● **Goal of the exercise**:
Make your reply a word-for-word repeat of the records.

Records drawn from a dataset
....................
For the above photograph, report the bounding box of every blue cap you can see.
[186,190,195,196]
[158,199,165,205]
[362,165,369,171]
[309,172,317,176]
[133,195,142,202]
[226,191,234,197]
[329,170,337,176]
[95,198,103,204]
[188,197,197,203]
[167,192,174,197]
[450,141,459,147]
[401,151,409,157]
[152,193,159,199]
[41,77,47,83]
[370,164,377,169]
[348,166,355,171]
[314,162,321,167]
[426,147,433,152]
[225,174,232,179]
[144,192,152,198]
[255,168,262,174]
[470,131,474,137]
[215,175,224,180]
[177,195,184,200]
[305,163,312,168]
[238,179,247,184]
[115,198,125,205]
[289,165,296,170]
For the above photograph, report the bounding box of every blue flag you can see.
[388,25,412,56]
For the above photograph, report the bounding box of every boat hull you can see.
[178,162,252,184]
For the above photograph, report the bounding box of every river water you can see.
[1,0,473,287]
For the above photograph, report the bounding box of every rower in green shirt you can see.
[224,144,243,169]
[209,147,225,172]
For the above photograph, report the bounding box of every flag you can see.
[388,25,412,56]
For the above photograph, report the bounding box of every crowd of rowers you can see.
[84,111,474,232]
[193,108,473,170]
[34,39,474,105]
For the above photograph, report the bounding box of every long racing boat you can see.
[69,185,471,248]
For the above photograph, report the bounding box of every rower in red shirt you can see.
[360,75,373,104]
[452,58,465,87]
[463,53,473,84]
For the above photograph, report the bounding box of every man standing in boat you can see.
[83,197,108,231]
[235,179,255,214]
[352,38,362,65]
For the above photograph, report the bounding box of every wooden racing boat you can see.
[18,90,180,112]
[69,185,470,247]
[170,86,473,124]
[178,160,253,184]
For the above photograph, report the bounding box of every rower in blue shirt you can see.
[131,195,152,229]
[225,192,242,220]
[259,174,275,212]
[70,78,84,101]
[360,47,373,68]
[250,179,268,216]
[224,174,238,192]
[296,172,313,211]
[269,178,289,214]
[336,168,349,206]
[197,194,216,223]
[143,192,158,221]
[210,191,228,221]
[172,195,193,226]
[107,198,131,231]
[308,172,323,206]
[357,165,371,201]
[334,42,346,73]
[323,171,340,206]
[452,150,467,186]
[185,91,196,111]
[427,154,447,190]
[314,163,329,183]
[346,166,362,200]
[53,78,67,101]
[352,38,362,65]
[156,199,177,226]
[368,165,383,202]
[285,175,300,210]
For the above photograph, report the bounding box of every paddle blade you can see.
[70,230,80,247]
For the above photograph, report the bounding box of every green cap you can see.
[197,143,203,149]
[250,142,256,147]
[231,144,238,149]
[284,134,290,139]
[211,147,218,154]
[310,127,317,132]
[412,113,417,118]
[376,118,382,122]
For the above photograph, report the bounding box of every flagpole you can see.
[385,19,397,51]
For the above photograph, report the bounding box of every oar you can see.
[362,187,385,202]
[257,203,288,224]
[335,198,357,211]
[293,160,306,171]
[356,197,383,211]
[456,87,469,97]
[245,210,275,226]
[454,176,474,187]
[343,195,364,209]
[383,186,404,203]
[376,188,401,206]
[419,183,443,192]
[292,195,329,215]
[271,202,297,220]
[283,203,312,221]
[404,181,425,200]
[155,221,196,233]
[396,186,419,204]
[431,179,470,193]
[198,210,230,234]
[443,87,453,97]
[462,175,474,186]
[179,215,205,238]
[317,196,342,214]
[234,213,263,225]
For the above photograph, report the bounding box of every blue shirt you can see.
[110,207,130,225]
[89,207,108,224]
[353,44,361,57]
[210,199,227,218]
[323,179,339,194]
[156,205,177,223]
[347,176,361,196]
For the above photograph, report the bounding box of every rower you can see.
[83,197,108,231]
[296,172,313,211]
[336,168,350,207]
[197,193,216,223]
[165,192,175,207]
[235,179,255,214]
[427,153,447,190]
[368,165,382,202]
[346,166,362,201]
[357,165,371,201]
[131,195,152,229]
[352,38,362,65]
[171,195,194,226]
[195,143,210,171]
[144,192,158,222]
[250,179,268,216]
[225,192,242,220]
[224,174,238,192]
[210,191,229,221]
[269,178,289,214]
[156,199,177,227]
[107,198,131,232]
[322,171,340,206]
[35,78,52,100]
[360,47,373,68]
....................
● **Answer box**:
For the above photograph, report the bounding box of every blue cap you can see.
[186,190,195,196]
[158,199,165,205]
[362,165,369,171]
[309,172,317,176]
[133,195,142,202]
[226,191,234,197]
[329,170,337,176]
[95,198,103,204]
[188,197,197,203]
[167,192,174,197]
[450,141,459,147]
[401,151,409,157]
[152,193,159,199]
[41,77,47,83]
[370,164,377,169]
[348,166,355,171]
[314,162,321,167]
[426,147,433,152]
[225,174,232,179]
[144,192,152,198]
[255,168,262,174]
[470,131,474,137]
[215,175,224,180]
[177,195,184,200]
[305,163,312,168]
[238,179,247,184]
[115,198,125,205]
[289,165,296,170]
For the above photograph, report the bounding box of every blue flag you can see.
[388,25,412,56]
For the above photograph, report the bounding box of every boat hull you can see.
[178,162,252,184]
For the above photograph, report the bounding box of every river water you can see.
[1,0,473,287]
For the above photograph, report the bounding box of every rower in green shirt you can see.
[224,144,243,169]
[209,147,225,172]
For the above photograph, report the bounding box of every flag you can see.
[388,25,412,56]
For the above photograph, report the bounding box of every crowd of rowers you can see.
[84,111,474,232]
[193,108,473,170]
[34,39,474,105]
For the above photograph, report the bounding box of every long racing boat you can see.
[69,185,471,248]
For the above photograph, report the bounding box of every rower in red shirt you can see.
[360,75,373,104]
[452,58,465,87]
[463,53,473,84]
For the above photograph, report the bounding box of every man standing in boat you can see.
[83,197,108,231]
[235,179,255,214]
[352,38,362,65]
For the above photograph, report the bounding box of every wooden racing boat you can see.
[18,90,180,112]
[69,185,470,247]
[170,86,473,124]
[178,160,253,184]
For the above photograph, report the bounding box of every rower in blue shirt you can see.
[131,195,152,229]
[225,192,242,220]
[259,174,275,212]
[70,78,84,101]
[360,47,373,68]
[250,179,268,216]
[224,174,238,192]
[296,172,313,211]
[269,178,289,214]
[336,168,349,206]
[197,194,216,223]
[143,192,158,221]
[210,191,228,221]
[172,195,193,226]
[107,198,131,231]
[308,172,323,206]
[357,165,371,201]
[334,42,346,73]
[323,171,340,206]
[452,150,467,186]
[185,91,196,111]
[427,154,447,190]
[314,163,329,183]
[346,166,362,200]
[53,78,67,101]
[352,38,362,65]
[156,199,177,226]
[368,165,383,202]
[285,175,300,210]
For the above photograph, report the bounding box of every paddle blade you can see.
[70,230,80,247]
For the above photograph, report the bounding box of every green cap you can see.
[197,143,203,149]
[250,142,256,147]
[231,144,238,149]
[284,134,290,139]
[211,147,218,154]
[310,127,317,132]
[412,113,417,118]
[376,118,382,122]
For the above photograph, report the bounding box of every flagpole you can see.
[385,19,397,51]
For the above photograph, report the bounding box of every oar you can see.
[362,187,385,202]
[257,203,288,224]
[335,198,357,211]
[293,160,306,171]
[356,197,383,211]
[456,87,469,97]
[245,210,275,226]
[454,176,474,187]
[343,195,364,209]
[383,186,404,203]
[376,188,401,206]
[419,183,443,192]
[292,195,329,215]
[271,202,297,220]
[283,203,312,221]
[404,181,425,200]
[155,221,196,233]
[396,186,419,204]
[431,179,470,193]
[198,210,230,234]
[443,87,453,97]
[462,175,474,186]
[179,215,205,238]
[317,196,342,214]
[234,213,263,225]
For the above photograph, report the bounding box of every blue shirt you can see.
[110,207,130,225]
[89,207,108,224]
[353,44,361,57]
[210,199,227,218]
[323,179,339,194]
[156,205,177,223]
[347,176,361,196]
For the above photograph, report the bounding box of every rower you can see.
[83,197,108,231]
[296,172,313,211]
[336,168,350,207]
[197,193,216,223]
[165,192,175,207]
[235,179,255,214]
[427,153,447,190]
[368,165,382,202]
[346,166,362,201]
[357,165,371,201]
[131,195,152,229]
[352,38,362,65]
[171,195,194,226]
[195,143,210,171]
[144,192,158,222]
[250,179,268,216]
[225,192,242,220]
[224,174,238,192]
[210,191,229,221]
[269,178,289,214]
[156,199,177,227]
[107,198,131,232]
[322,171,340,206]
[35,78,52,100]
[360,47,373,68]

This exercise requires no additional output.